*Исходный текст*:
Грызлов vs "офисный планктон"
Роман с рабочим классом
Борис Грызлов давеча опустил людей умственного труда ниже плинтуса, заявив открыто и смело, что правящая партия совершенно ими не гордится. “Гордостью для нас является человек труда, а не офисный планктон”, — сказал он, представляя президенту Медведеву рабочих-партийцев, которых привезли на первомайскую встречу с Дмитрием Анатольевичем.
Заявление Грызлова, очевидно, должно быть расценено как “действия, направленные на возбуждение ненависти либо вражды, а также на унижение достоинства человека либо группы лиц по признакам пола, расы, национальности, языка, происхождения, отношения к религии, а равно принадлежности к какой-либо социальной группе”.
Офисный планктон — это ведь как раз и есть социальная группа. А Грызлов конкретно унизил ее достоинство — причем публично, в средствах массовой информации.
Если бы у нас было правовое государство, прокуратура должна была бы возбудить против него уголовное дело по статье 282 УК РФ...
http://www.mk.ru/politics/article/2011/04/29/585602-roman-s-rabochim-klassom.html

А что нужно гордица армией менедж продавцов? Что они делают полезного для страны, перепродавая зарубежные товары? И где тут умственный труд? Человек, который, что-то производит заслуживает уважения или ученый, действительно занимающийся умственным трудом.

трындеть он может что угодно, ученый и умственный труд требует весьма ощутимых и регулярных фин затрат, временных впрочем тоже. я дико сорри - можно с гордостью производить что угодно, и не умея продавать, оставаться со своей гордостью. "или действительно занимающийся умственным трудом" - математический аппарат лет на 400 опережает практическое применение, при этом любой уважающий себя вуз имеет мат фак в том или ином виде, нах?

*Записи*:
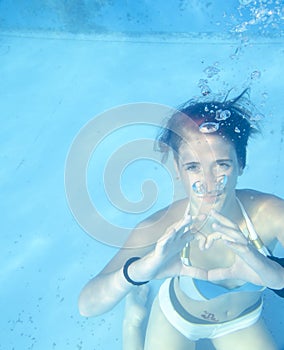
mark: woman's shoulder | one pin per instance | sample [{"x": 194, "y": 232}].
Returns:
[
  {"x": 252, "y": 198},
  {"x": 266, "y": 211}
]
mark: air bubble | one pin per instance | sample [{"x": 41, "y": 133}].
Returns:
[
  {"x": 205, "y": 90},
  {"x": 211, "y": 71},
  {"x": 255, "y": 75}
]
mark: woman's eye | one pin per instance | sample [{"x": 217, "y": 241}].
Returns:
[
  {"x": 192, "y": 168},
  {"x": 224, "y": 166}
]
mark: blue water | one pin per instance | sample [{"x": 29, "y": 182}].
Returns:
[{"x": 54, "y": 79}]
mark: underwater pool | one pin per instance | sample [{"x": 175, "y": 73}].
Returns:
[{"x": 63, "y": 65}]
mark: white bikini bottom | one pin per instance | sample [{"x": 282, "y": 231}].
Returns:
[{"x": 195, "y": 331}]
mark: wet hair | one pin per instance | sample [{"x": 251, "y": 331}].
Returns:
[{"x": 234, "y": 120}]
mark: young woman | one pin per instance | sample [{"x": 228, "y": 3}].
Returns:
[{"x": 213, "y": 249}]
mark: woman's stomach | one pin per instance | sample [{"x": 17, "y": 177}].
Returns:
[{"x": 222, "y": 308}]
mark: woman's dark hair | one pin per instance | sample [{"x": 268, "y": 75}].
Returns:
[{"x": 233, "y": 119}]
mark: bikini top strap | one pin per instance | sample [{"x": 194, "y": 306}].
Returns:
[{"x": 253, "y": 236}]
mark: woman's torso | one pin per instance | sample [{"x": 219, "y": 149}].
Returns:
[{"x": 231, "y": 303}]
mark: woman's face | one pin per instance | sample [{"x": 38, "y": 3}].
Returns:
[{"x": 208, "y": 162}]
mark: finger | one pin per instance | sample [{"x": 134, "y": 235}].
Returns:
[
  {"x": 201, "y": 240},
  {"x": 220, "y": 274},
  {"x": 194, "y": 272}
]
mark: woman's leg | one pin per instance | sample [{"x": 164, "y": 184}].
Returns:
[
  {"x": 254, "y": 337},
  {"x": 161, "y": 334}
]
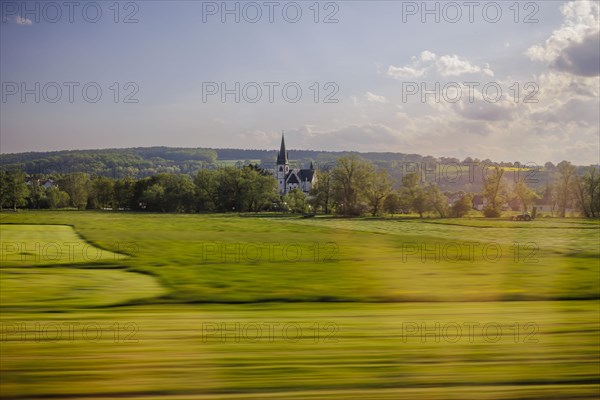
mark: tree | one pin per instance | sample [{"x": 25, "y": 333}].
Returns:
[
  {"x": 392, "y": 203},
  {"x": 437, "y": 200},
  {"x": 76, "y": 185},
  {"x": 57, "y": 198},
  {"x": 524, "y": 193},
  {"x": 462, "y": 206},
  {"x": 36, "y": 193},
  {"x": 296, "y": 201},
  {"x": 322, "y": 192},
  {"x": 102, "y": 192},
  {"x": 258, "y": 188},
  {"x": 206, "y": 190},
  {"x": 13, "y": 189},
  {"x": 564, "y": 189},
  {"x": 416, "y": 196},
  {"x": 587, "y": 192},
  {"x": 124, "y": 193},
  {"x": 494, "y": 190},
  {"x": 378, "y": 187},
  {"x": 351, "y": 175}
]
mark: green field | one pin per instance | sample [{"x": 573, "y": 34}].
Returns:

*Что сделать*:
(1) Перепишите дословно фрагмент текста о Грызлове, начиная со слов «Роман с рабочим» и заканчивая словами «средствах массовой информации.».
(2) Ответьте по тексту о Грызлове:
(a) Кого Грызлов назвал гордостью партии?
(b) По какой статье УК РФ, по мнению автора, прокуратура должна была бы возбудить уголовное дело?
(c) Примерно на сколько лет, по словам одного из комментаторов, математический аппарат опережает практическое применение?
(3) Напишите продолжение текста о Грызлове, которое начинается после его последнего предложения.
Записи для работы не понадобятся.

*Ответы по заданиям*:
(1)
Роман с рабочим классом
Борис Грызлов давеча опустил людей умственного труда ниже плинтуса, заявив открыто и смело, что правящая партия совершенно ими не гордится. “Гордостью для нас является человек труда, а не офисный планктон”, — сказал он, представляя президенту Медведеву рабочих-партийцев, которых привезли на первомайскую встречу с Дмитрием Анатольевичем.
Заявление Грызлова, очевидно, должно быть расценено как “действия, направленные на возбуждение ненависти либо вражды, а также на унижение достоинства человека либо группы лиц по признакам пола, расы, национальности, языка, происхождения, отношения к религии, а равно принадлежности к какой-либо социальной группе”.
Офисный планктон — это ведь как раз и есть социальная группа. А Грызлов конкретно унизил ее достоинство — причем публично, в средствах массовой информации.

(2)
(a) Человека труда.
(b) По статье 282.
(c) Примерно на 400 лет.

(3)
Человек труда это тот кто двор подметает и детали для лады точит?? А инженеры, архитекторы, учёные, программисты они все убогие?
То есть тот кто собирает самолёт - тот герой, а тот кто его проектирует в офисе тот планктон? Или по какому принципу он их разделяет?
Да даже та же самая бухгалтерия или кадры - сами же виноваты что бюрократию развели и необходимо столько бумажной работы выполнять.
Не поняла я его
брендменджеры
рекламщики
манагеры разных областей и уровней
и т.д.
- пардон да убогие и возомнившие
кто проектирует самолеты - ежели они не падают потом один за другим - молодцы и герои, программисты (ну смотря что программируют)и так далее...

А что же тогда наше любимое государство платит рекламщикам в разы больше чем инженерам, раз они молодцы :) Почему торговать выгодно, а заниматься наукой - нет? Я про чиновников вообще молчу, самые богатые и благополучные люди которых я знаю лично - как раз чиновники, хотя там созидания в разы меньше чем даже в рекламе, правда сейчас немного трясутся за место в связи со сменой городской власти, но это, я так подозреваю временное явление...
Навеяло...
В. Пикуль, "На задворках великой империи" (в отрывке описываются события вскоре после Кровавого воскресенья).
"Трепов разговаривал с царем, как с малым дитятком.
– Ваше величество, – дерзил он, – пора уже вам и выступить перед обществом, как государю, как монарху…
– Дмитрий Федорович! – пугался император. – Но пятьдесят тысяч пострадавшим я уже дал. А получаю в год всего двести тысяч. У меня же – семья, дети, обязанности…
– Но рабочие шли к вам девятого января! – настаивал Трепов. – Знать, у них дело было до вашего величества!
– Теперь уже поздно, Дмитрий Федорович, не идти же мне к ним на улицу… Что вы предлагаете?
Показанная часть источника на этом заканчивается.